**Work order**: Continue the passage about creative living and the uncertainty of success, picking up right after its final sentence.

All those years when I was diligently laboring away at both my day jobs and my writing practice, I knew there was never any promise that any of this would work out.
I always knew that I might not get what I wished for—that I might never become a published writer. Not everybody makes it to a place of comfortable success in the arts. Most people don’t. And while I’ve always believed in magical thinking, I wasn’t a child, either; I knew that wishing would not make it so. Talent might not make it so, either. Dedication might not make it so. Even amazing professional contacts—which I didn’t have, in any case—might not make it so.
Creative living is stranger than other, more worldly pursuits. The usual rules do not apply. In normal life, if you’re good at something and you work hard at it, you will likely succeed. In creative endeavors, maybe not. Or maybe you will succeed for a spell, and then never succeed again. You might be offered rewards on a silver platter, even as a rug is being simultaneously pulled out from under you. You might be adored for a while, then go out of fashion. Other, dumber people might take your place as critical darlings.
The patron goddess of creative success can sometimes seem like a rich, capricious old lady who lives in a giant mansion on a distant hill and who makes really weird decisions about who gets her fortune. She sometimes rewards charlatans and ignores the gifted. She cuts people out of her will who loyally served her for their entire lives, and then gives a Mercedes to that cute boy who cut her lawn once. She changes her mind about things. We try to divine her motives, but they remain occult. She is never obliged to explain herself to us. In short, the goddess of creative success may show up for you, or she may not. Probably best, then, if you don’t count on her, or attach your definition of personal happiness to her whims.

**Data for review**:
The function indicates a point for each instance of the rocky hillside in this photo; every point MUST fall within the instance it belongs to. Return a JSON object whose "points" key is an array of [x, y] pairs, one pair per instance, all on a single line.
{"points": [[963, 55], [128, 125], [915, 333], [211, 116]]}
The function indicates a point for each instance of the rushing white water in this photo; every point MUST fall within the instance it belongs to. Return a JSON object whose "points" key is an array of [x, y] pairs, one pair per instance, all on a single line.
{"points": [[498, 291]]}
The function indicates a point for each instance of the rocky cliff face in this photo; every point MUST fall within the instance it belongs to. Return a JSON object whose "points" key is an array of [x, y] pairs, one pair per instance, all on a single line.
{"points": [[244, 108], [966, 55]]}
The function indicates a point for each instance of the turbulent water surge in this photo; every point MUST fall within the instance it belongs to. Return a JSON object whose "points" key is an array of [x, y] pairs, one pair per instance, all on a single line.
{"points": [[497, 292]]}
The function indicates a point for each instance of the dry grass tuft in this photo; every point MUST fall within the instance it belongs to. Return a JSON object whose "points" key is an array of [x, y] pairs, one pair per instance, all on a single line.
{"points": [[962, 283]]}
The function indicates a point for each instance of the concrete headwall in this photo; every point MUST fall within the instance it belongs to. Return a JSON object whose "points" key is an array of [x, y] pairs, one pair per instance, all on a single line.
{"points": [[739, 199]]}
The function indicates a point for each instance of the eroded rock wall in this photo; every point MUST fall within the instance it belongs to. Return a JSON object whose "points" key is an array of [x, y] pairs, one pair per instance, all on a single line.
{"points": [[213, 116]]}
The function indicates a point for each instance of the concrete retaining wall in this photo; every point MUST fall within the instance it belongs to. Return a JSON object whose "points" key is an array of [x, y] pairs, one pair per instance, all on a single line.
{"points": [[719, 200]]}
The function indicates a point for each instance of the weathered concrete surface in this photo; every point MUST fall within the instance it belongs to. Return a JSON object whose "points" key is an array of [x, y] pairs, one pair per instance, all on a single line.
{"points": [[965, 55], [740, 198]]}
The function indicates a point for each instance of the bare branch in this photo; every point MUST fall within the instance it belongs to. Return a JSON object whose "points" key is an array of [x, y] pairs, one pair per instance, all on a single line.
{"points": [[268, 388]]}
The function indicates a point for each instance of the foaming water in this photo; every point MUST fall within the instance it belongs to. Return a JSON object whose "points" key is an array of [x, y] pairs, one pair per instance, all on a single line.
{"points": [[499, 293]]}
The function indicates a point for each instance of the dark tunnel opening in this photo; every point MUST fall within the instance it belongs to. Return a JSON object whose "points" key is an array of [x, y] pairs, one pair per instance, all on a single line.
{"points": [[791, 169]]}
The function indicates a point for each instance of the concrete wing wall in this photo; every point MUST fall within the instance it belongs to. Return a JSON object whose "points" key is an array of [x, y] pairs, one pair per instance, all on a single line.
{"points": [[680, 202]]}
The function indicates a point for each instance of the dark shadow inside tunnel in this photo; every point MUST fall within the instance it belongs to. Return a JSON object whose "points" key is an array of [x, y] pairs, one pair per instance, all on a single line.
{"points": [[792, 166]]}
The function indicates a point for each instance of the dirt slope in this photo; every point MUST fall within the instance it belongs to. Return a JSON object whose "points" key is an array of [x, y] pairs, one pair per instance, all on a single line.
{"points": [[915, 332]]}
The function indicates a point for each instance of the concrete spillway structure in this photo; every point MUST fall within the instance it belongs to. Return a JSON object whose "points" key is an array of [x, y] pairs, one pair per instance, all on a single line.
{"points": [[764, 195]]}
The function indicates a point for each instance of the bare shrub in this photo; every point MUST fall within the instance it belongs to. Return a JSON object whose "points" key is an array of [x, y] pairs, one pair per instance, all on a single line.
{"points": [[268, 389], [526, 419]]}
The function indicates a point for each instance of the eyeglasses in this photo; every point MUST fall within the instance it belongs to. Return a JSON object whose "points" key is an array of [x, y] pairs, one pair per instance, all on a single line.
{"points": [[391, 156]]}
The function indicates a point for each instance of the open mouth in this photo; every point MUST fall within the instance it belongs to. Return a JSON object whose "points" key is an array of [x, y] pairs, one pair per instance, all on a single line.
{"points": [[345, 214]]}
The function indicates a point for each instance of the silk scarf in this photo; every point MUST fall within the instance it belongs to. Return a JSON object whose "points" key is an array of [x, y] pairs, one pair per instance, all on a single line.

**Exercise output**:
Maybe better to reconsider your definition of success, period.
For my own part, I decided early on to focus on my devotion to the work above all. That would be how I measured my worth. I knew that conventional success would depend upon three factors—talent, luck, and discipline—and I knew that two of those three things would never be under my control. Genetic randomness had already determined how much talent I’d been allotted, and destiny’s randomness would account for my share of luck. The only piece I had any control over was my discipline. Recognizing that, it seemed like the best plan would be to work my ass off. That was the only card I had to play, so I played it hard.
Mind you, hard work guarantees nothing in realms of creativity. (Nothing guarantees anything in realms of creativity.) But I cannot help but think that devotional discipline is the best approach. Do what you love to do, and do it with both seriousness and lightness. At least then you will know that you have tried and that—whatever the outcome—you have traveled a noble path.
I have a friend, an aspiring musician, whose sister said to her one day, quite reasonably, “What happens if you never get anything out of this? What happens if you pursue your passion forever, but success never comes? How will you feel then, having wasted your entire life for nothing?”
My friend, with equal reason, replied, “If you can’t see what I’m already getting out of this, then I’ll never be able to explain it to you.”
When it’s for love, you will always do it anyhow.